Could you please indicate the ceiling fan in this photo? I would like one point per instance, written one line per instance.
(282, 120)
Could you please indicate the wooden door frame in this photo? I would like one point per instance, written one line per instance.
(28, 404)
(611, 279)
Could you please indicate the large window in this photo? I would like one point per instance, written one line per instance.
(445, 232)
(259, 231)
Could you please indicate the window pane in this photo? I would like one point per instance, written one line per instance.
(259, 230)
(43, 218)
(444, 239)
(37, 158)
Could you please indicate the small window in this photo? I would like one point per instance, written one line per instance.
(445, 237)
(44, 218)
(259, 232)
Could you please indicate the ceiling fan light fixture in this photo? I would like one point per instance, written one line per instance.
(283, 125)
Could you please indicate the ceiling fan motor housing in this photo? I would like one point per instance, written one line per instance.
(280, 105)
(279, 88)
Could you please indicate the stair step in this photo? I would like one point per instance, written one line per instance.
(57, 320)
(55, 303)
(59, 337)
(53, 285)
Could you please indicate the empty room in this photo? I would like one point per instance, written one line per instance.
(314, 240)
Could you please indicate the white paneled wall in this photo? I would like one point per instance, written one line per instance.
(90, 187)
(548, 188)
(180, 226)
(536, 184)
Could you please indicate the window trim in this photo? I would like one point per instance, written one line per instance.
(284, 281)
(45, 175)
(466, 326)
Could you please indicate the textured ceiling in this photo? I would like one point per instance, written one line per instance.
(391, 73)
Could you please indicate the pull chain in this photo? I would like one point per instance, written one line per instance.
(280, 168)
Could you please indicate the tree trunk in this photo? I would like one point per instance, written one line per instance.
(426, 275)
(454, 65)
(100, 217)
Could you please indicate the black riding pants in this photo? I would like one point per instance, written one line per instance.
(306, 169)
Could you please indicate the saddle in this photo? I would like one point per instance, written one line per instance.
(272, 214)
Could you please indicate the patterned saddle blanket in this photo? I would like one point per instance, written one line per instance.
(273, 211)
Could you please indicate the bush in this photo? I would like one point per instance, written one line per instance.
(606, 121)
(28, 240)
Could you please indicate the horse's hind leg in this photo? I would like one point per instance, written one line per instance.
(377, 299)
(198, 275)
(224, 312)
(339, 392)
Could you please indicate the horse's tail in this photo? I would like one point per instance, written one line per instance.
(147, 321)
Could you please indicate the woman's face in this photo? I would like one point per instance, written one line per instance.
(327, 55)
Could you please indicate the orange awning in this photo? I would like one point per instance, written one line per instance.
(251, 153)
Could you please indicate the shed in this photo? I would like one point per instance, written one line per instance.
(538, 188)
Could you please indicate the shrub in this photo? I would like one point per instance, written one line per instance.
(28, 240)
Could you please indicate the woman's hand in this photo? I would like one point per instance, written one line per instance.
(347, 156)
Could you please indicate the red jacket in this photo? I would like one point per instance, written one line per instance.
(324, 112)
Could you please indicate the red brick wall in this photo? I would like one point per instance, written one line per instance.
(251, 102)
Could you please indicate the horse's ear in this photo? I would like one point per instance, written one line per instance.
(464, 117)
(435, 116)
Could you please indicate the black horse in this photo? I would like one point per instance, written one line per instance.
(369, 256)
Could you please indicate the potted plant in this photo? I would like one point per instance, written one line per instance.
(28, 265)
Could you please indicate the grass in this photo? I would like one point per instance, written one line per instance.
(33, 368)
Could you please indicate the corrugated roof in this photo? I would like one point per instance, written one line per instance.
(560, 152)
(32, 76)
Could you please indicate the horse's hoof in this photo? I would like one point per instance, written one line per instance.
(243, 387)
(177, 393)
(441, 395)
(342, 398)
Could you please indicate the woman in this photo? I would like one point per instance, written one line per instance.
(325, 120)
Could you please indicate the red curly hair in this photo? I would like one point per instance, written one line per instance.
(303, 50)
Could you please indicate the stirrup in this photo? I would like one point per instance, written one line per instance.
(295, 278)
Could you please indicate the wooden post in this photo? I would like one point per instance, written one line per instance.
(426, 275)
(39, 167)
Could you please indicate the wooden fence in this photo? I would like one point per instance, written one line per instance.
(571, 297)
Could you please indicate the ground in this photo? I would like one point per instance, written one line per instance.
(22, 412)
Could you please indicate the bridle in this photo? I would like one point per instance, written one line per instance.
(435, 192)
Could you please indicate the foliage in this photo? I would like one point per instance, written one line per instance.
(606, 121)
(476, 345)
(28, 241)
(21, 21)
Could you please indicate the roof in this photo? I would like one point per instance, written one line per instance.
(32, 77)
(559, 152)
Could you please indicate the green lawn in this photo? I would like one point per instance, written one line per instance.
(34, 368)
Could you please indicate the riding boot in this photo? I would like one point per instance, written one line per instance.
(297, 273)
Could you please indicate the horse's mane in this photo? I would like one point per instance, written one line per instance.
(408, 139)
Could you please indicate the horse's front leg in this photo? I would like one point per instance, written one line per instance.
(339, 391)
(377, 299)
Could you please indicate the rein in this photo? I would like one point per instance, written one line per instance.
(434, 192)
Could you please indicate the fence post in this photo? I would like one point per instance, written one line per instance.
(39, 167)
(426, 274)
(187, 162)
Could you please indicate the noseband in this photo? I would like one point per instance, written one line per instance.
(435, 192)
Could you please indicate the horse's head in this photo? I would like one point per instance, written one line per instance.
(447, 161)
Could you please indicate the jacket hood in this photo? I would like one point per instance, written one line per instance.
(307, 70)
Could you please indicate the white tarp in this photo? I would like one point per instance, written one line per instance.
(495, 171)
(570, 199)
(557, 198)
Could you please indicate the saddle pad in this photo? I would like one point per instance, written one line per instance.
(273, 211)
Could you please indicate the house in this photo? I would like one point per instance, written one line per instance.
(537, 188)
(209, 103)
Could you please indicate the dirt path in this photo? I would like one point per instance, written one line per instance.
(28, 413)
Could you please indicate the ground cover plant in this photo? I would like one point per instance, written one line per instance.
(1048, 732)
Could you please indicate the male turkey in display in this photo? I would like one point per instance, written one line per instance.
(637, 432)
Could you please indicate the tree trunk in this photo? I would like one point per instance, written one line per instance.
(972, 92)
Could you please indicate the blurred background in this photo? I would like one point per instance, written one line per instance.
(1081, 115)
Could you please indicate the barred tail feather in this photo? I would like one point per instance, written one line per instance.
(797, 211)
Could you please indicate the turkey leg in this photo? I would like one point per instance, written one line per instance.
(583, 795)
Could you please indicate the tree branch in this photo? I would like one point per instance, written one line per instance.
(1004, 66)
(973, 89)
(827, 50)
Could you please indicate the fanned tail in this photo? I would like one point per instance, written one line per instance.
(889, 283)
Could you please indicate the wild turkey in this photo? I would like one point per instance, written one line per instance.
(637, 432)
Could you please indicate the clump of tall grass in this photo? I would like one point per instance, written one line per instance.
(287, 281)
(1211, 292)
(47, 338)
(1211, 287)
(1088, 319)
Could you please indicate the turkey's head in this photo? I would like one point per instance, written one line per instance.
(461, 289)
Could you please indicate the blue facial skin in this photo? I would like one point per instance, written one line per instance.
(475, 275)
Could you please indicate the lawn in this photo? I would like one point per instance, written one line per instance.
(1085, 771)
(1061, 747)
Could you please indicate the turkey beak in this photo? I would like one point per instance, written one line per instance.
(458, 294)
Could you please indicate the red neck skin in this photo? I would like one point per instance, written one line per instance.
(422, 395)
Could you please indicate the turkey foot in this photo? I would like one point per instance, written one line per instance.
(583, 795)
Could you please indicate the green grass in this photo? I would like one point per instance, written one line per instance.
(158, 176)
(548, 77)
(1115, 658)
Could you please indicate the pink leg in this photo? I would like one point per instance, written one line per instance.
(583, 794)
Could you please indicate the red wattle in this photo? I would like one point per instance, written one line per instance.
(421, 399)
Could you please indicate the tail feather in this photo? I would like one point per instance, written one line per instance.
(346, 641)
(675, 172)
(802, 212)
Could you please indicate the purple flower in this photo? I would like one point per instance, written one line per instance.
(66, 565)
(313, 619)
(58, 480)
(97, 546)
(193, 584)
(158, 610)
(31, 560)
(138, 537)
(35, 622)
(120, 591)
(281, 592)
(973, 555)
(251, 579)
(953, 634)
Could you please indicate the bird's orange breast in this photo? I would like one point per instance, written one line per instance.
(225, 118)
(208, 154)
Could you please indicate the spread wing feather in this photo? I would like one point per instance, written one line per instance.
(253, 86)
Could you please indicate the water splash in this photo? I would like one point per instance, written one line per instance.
# # # # #
#### What the exercise asks
Your reply must contain the line with "Could you please indicate the green grass" and each later line of the material, word for word, and nothing else.

#### Expected answer
Could you please indicate the green grass in this photo? I would like one point per instance, written one line per instance.
(158, 176)
(548, 77)
(1115, 658)
Could you please indicate the pink leg in this photo? I would like one point per instance, written one line per instance.
(583, 794)
Could you please indicate the red wattle in this photo? I would like one point per instance, written one line per instance.
(421, 399)
Could you please indicate the tail feather in this photo? I would like one point per instance, written one line per instance.
(346, 641)
(675, 172)
(802, 212)
Could you please indicate the purple flower in this photo? I would like one point per instance, written one line per instance.
(66, 565)
(313, 619)
(58, 480)
(97, 546)
(193, 584)
(158, 610)
(31, 560)
(138, 537)
(35, 622)
(120, 591)
(281, 592)
(973, 555)
(251, 579)
(953, 634)
Could you please indicate the bird's orange breast in this photo? I would like one point per instance, written one line per instance.
(225, 118)
(208, 154)
Could you please indicate the spread wing feather in this photo? I would like one point per instance, written one line per instance.
(253, 86)
Could you please indicate the water splash in this photo? I would like one point per instance, written one line per instance.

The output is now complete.